[begin Input]

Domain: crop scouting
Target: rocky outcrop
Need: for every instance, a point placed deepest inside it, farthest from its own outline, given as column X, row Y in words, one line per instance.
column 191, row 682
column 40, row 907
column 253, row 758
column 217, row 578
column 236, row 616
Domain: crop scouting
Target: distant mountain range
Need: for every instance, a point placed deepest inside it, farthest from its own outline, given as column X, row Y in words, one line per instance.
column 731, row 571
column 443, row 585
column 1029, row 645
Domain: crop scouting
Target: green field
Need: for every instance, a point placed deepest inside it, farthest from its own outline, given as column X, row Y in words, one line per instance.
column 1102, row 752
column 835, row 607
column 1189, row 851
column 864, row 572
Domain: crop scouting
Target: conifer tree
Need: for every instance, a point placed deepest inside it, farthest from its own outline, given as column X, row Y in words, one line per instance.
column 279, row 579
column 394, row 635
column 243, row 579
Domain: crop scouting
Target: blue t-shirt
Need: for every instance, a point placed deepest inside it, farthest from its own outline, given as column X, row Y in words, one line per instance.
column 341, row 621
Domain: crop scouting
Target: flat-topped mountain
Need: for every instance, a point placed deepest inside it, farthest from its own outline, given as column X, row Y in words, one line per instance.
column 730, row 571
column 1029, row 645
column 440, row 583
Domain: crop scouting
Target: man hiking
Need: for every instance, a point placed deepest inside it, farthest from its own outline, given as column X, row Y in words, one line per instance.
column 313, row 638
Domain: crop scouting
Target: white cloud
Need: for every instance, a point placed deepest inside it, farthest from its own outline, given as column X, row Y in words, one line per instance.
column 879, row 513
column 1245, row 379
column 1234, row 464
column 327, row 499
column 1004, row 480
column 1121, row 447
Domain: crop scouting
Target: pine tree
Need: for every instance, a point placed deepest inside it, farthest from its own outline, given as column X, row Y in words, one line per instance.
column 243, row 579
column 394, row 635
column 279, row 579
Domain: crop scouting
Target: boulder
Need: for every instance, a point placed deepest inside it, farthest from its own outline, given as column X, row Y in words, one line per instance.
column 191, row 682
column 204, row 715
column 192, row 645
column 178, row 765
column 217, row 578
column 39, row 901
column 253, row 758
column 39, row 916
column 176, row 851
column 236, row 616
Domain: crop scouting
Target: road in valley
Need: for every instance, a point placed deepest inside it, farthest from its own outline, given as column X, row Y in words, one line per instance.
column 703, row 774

[end Input]

**Problem to work on**
Reproduce verbatim the portion of the listing above that opens with its first line and closes with the line containing "column 1121, row 447", both of those lines included.

**Worked answer**
Domain: crop scouting
Target: rocky outcrop
Need: for every instance, a point placed deepest inside it, farthest from its own outline, given as column X, row Y in words, one line per instance.
column 191, row 682
column 40, row 907
column 253, row 758
column 217, row 578
column 236, row 616
Domain: crop scouting
Target: distant mountain range
Need: for every instance, a point placed deepest inside it, farthest from its own outline, given as column X, row Y in words, one line per instance.
column 731, row 571
column 443, row 585
column 1029, row 645
Domain: crop scouting
Target: green field
Need: for every instance, a point placed deepest inside it, farthest from its own outline, given as column X, row Y in words, one line per instance.
column 1102, row 752
column 835, row 607
column 1189, row 851
column 864, row 572
Domain: crop scouting
Target: conifer tree
Need: for every instance, a point placed deepest inside it, farthest from its own outline, given as column X, row Y in words, one line per instance.
column 279, row 579
column 394, row 635
column 243, row 579
Domain: crop scouting
Target: blue t-shirt
Need: for every instance, a point placed deepest inside it, farthest from its own outline, given as column X, row Y in words, one line per instance.
column 341, row 621
Domain: crop scouting
Target: flat-topped mountain
Need: for every instance, a point placed deepest inside it, farthest from its own outline, given as column X, row Y in words, one line per instance.
column 730, row 571
column 1029, row 645
column 440, row 583
Domain: crop scouting
Target: man hiking
Need: for every instance, a point placed deepest inside it, farthest from its own outline, given as column X, row Y in words, one line per instance.
column 313, row 638
Domain: crop scouting
Target: white cloud
Need: for every instance, a point placed deepest inside it, farthest from its own outline, given as column X, row Y in words, one line per instance.
column 879, row 513
column 1245, row 379
column 1234, row 464
column 327, row 499
column 1004, row 480
column 1121, row 447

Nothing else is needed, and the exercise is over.